Short problem 1 –
Please reproduce the passage on Aristophanes' play word for word, starting at "Although it’s a" and ending at "Βάλλ’ ἐς κόρακας.".

Passage –
§ §
Darling, do me this favour!  Let me wail on my own, will you please? There’s a good girl! Now, please stop!

Echo:

…girl! Now please stop!

Mnesilochus:

Argh! To the crows with you, woman!

Echo:

Argh! To the crows with you, woman!

Mnesilochus:

What IS it with you?

Echo:

What IS it with you?

Mnesilochus:

Babble, babble, babble!

Echo:

Babble, babble, babble!

The above are the funny lines from Aristophanes’ play “Θεσμοφοριάζουσαι,” which is also pronounced in transliterated English as: “Thesmophoriazousai; meaning Women Celebrating the Festival of the Thesmophoria, sometimes also called The Poet and the Women

Although it’s a dramatic play, Aristophanes is using wordplay in Greek here at line 1079a and 1079b.  I mean wordplay in at least three ways.  First, the clause Βάλλ’ ἐς κόρακας is performed in repetition:  Βάλλ’ ἐς κόρακας.
§ §
Provided data –
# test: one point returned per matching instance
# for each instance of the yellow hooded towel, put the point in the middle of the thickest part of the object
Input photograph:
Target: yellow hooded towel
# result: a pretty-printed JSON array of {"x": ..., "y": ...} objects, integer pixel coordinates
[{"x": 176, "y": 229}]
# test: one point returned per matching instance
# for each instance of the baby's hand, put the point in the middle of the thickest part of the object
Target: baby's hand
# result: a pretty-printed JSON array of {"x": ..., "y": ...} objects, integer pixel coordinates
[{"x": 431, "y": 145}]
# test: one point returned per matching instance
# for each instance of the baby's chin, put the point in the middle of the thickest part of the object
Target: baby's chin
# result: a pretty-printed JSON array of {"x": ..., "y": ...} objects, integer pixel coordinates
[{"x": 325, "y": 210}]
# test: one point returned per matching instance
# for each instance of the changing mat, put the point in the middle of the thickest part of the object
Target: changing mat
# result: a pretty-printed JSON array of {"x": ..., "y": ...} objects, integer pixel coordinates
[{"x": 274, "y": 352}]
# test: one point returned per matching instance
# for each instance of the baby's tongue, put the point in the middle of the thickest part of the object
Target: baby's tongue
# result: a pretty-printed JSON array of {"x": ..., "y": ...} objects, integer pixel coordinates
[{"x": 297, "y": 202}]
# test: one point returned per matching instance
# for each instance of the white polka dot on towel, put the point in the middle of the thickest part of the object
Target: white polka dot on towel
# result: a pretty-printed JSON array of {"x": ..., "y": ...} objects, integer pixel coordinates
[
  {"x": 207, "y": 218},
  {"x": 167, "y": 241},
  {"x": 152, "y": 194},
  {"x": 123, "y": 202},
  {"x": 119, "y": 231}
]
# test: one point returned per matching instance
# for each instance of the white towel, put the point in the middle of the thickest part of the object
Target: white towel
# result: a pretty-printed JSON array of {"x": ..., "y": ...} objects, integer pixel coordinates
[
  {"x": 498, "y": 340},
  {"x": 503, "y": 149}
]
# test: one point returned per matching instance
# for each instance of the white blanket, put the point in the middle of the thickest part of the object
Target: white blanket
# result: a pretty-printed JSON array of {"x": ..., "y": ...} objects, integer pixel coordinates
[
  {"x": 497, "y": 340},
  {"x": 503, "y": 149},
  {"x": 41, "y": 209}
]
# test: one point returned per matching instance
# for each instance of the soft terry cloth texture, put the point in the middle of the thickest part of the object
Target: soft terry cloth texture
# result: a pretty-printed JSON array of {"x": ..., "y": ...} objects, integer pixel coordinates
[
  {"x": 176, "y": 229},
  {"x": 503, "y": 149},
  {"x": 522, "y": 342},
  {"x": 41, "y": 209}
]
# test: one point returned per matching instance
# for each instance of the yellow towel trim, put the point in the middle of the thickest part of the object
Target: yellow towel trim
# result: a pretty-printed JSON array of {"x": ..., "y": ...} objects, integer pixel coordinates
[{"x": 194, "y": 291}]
§ §
Short problem 2 –
Pick out each line of the records that contains the word "white", treating case as significant.

Written response 1 –
Although it’s a dramatic play, Aristophanes is using wordplay in Greek here at line 1079a and 1079b.  I mean wordplay in at least three ways.  First, the clause Βάλλ’ ἐς κόρακας is performed in repetition:  Βάλλ’ ἐς κόρακας.

Written response 2 –
# for each instance of the white polka dot on towel, put the point in the middle of the thickest part of the object
Target: white polka dot on towel
# for each instance of the white towel, put the point in the middle of the thickest part of the object
Target: white towel
# for each instance of the white blanket, put the point in the middle of the thickest part of the object
Target: white blanket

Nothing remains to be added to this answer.